**Exercise requirements**
In the news story below about the prescription drug ring bust, what minimum mandatory sentence does everyone arrested face?

Updated: 6:34 p.m. Thursday, April 21, 2011 | Posted: 4:19 p.m. Thursday, April 21, 2011

20 Arrested In Huge Prescription Drug Ring Bust

BREVARD COUNTY, Fla. —

State agents raided a prescription drug ring on Thursday that was operating all over Central Florida. Agents say prescription painkillers from pill mills are Florida's biggest drug problem.

SUSPECTS ARRESTED: See Images MUG SHOTS: Photos Of Suspects

Florida has the worst prescription drug problem in the country. All the accused dealers arrested on Thursday were from Brevard County, but they were allegedly getting their drugs from pain management clinics in Orange, Seminole and Osceola counties.

Officers arrested 20 accused dealers. Police said the suspects were coached on where to go and what to tell the doctor, such as having a pain in their back, all to get more pills to put on the streets.

With more pill mills in Florida than McDonalds, a team of federal, state and local police agents raided more than a dozen homes across Brevard County, rounding up 20 people who police said were part of the largest prescription drug ring caught to date on the east coast of Florida.

State Attorney General Pam Bondi touted the success of the six-month-long operation.

"We're sick of being the epicenter for prescription drug abuse," Bondi said.

Police said it was all run by Michael Dennis, who recruited his neighbors and two dozen other people to visit pain clinics across Central Florida to get prescriptions filled and then sell their pills to him so he could sell them on the street.

Police Chief Tony Bollinger said more young adults are now dying from drug overdoses in the state, from pills bought with a doctor's prescription, than car accidents

"They are often prescribing death to people," Bollinger said.

Still, no doctors or pharmacists were busted in the sting. The chief said the case was still open.

The operation was large. In one month, the ring accumulated more than 3,600 doses of oxycodone, which were resold on the streets. Brevard County Sheriff Jack Parker said the pills are worse than street drugs.

"They are synthetic heroin," Parker said.

But Yolanda Riley of Rockledge didn't seem too concerned with her arrest. Riley said she expected to be out of jail in no time.

"I will be going home," a shackled Riley told WFTV as she was loaded into a sheriff's office van.

A single pill can sell for $14 or more on the streets. Everyone arrested faces a minimum mandatory sentence of 25 years in prison.

**Data provided**
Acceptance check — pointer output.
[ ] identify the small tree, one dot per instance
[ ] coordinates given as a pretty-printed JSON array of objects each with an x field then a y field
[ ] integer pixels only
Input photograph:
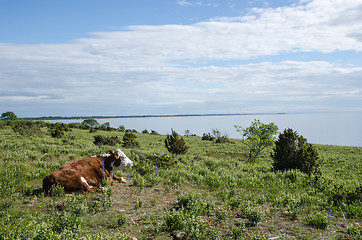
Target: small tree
[
  {"x": 9, "y": 116},
  {"x": 175, "y": 144},
  {"x": 294, "y": 152},
  {"x": 257, "y": 137},
  {"x": 89, "y": 123},
  {"x": 129, "y": 140}
]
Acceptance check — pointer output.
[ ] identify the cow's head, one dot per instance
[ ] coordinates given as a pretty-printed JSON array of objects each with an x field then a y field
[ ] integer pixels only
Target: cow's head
[{"x": 125, "y": 161}]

**Solution**
A minimum mandatory sentence of 25 years in prison.